▶ TEXT SEGMENT:
____
Allie Ivey taught upper elementary school and middle school humanities for over a decade in northern Nevada and southern California and served as a technology integration specialist for two years within a small school district in rural Nevada. Within higher education, she has worked with both pre-service and in-service teachers in Oregon and Nevada for six years focusing on equity oriented technology integration, anti-racist and anti-bias pedagogies, ESOL instruction, and humanizing school discipline practices. She currently serves as the Clinical Director for the UOTeach program wherein she organizes, supports, and tracks the assessments for teacher licensure. She also serves as the Elementary Placement Coordinator working closely with local school districts, cooperating teachers, and UOTeach students working toward their elementary endorsement. During this upcoming school year she will be teaching EDST 635: Representing Social Studies Concepts as well as the newly reimagined ESOL online practicum course.
Allie is a doctoral candidate in the Critical and Sociocultural Studies in Education program at the University of Oregon. Her dissertation centers on the raced and gendered discipline practices in schools as well as understanding how teacher professional development grounded in storied notions of self and futurity can impact teacher pedagogy.
2012, Master of Education, Urban Teaching, University of California, Los Angeles
2006, Bachelor of Science, Elementary Education, University of Nevada, Reno
2019-2020; 2020-2021 University of Oregon, General University Scholarship
2019 Community Partnership Award, Looking Glass Riverfront School and Career Center
2018-2019; 2020-2021 Silvy Kraus Presidential Fellowship, College of Education, University of Oregon
2018-2019; 2019-2020 Graduate Educator Excellence Award, University of Oregon
2017- Raymund Fellowship, University of Oregon
Goode, J., Ivey, A., RunningHawk Johnson, S., Ryoo, J (2020). Rac(e)ing to computer science for all: How teachers learn about equity in professional development. Computer Science Education Journal. https://doi.org/10.1080/08993408.2020.1804772
Runninghawk Johnson, S., Ivey, A., Snyder, J., Skorodinsky, M., & Goode, J. (2020). Intersectional perspectives on teaching: Women of color, equity, and computer science. In 2020 Research on Equity and Sustained Participation in Engineering, Computing, and Technology (RESPECT), Portland, OR, USA, 2020, pp. 1-4.
____
▶ Region pointing data:
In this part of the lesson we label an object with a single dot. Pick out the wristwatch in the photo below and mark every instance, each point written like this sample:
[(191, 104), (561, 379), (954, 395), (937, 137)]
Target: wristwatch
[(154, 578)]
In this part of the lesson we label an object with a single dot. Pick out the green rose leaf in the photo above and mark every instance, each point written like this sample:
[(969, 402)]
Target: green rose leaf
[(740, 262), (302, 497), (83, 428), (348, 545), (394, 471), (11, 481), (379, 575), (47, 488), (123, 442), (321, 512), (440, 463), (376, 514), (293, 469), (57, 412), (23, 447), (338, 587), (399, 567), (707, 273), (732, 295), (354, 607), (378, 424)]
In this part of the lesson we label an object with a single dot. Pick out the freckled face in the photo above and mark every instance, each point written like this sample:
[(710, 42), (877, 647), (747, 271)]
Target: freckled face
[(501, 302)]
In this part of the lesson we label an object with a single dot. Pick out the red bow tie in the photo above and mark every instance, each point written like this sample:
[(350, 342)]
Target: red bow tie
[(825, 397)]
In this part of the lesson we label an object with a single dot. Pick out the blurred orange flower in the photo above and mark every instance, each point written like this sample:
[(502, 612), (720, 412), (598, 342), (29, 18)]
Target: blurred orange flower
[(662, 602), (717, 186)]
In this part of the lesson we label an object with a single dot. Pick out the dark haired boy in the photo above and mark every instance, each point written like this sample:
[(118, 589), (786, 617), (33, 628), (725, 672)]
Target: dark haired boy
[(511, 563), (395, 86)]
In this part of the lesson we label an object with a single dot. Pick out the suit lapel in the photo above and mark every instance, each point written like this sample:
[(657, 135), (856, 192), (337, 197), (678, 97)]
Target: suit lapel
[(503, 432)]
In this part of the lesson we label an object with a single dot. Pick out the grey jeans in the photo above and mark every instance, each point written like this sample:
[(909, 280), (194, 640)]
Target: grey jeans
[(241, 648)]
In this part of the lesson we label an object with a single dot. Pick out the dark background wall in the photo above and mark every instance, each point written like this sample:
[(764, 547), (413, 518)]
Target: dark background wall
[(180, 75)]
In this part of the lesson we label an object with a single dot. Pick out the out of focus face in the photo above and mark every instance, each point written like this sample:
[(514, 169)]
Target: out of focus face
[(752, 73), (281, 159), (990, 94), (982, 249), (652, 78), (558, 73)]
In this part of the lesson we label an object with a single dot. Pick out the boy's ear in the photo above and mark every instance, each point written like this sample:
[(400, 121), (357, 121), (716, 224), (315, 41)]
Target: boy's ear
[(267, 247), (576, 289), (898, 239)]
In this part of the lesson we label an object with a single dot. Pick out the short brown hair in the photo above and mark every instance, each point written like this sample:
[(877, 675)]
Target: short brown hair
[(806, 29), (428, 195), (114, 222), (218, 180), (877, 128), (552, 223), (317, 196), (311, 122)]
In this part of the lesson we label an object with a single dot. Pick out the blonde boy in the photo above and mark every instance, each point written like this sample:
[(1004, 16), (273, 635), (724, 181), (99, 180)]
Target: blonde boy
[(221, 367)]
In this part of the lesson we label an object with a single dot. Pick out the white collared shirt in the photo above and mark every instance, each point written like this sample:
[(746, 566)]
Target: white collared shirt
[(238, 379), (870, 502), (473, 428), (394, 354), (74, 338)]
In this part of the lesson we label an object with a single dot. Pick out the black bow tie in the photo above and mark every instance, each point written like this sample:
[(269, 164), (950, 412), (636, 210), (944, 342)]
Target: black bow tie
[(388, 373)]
____
▶ EXERCISE REQUIREMENTS:
**a)** According to the profile of Allie Ivey, in what year and from which university did she earn her Master of Education?
**b)** Pick up the profile of Allie Ivey from the point where it stops, and continue it.
None of this material is needed for the work on the profile of Allie Ivey.

▶ EXPECTED RESULTS:
**a)** 2012, from the University of California, Los Angeles.

**b)**
Reardon, K & Ivey, A. (in press). Problematizing the binary: A poststructural understanding of dis/ability in schools. In Tilega, C. & Stokoe, E. (Eds.) Discursive Psychology & Disability. Palgrave Macmillan.
Graham, M., Ivey, A. DeRosia, N., and Skorodinsky, M. (in press). Education for whom? The writing on the wall. Equity and Excellence in Education.
Graham, M.C., Ivey, A., DeRosia, N. & Skorodinsky, M. (2020) Education for whom? The writing is on the walls, Equity & Excellence in Education, DOI: 10.1080/10665684.2020.1791765
Allie’s research interests include: pre-service teacher education and teacher professional development, humanizing school discipline practices, anti-racist pedagogies, storytelling, visionary fiction, and the impact of future time perspectives on teacher practice.